**STATED TASK**
Count the lines in the material below that contain the string "roof", with case significant. How many are there? Reply with the number only.

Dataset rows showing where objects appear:
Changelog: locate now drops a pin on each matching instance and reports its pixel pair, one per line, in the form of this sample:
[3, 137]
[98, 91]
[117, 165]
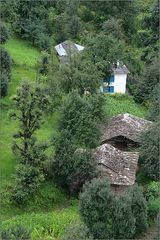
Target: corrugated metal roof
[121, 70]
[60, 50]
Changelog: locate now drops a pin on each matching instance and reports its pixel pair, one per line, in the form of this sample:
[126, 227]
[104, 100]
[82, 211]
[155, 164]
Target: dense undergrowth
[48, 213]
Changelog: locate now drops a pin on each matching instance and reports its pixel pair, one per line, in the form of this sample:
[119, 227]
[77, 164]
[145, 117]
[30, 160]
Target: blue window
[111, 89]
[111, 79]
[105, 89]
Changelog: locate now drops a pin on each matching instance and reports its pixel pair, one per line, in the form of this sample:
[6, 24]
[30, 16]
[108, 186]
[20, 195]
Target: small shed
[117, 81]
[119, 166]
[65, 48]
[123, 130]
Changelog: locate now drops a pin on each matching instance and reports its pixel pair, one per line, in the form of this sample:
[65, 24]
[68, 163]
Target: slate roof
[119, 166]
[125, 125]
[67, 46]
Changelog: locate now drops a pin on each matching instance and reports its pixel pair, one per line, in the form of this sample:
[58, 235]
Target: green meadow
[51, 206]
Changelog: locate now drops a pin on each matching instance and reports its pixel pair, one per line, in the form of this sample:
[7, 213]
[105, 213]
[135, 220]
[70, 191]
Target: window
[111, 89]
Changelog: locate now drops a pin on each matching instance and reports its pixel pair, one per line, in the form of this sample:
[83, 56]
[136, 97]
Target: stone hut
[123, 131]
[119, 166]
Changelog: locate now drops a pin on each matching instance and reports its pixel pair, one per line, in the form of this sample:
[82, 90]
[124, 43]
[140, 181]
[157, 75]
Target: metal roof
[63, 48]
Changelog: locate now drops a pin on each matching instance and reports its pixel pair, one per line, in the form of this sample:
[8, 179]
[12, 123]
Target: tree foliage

**WRITTEN REPLY**
3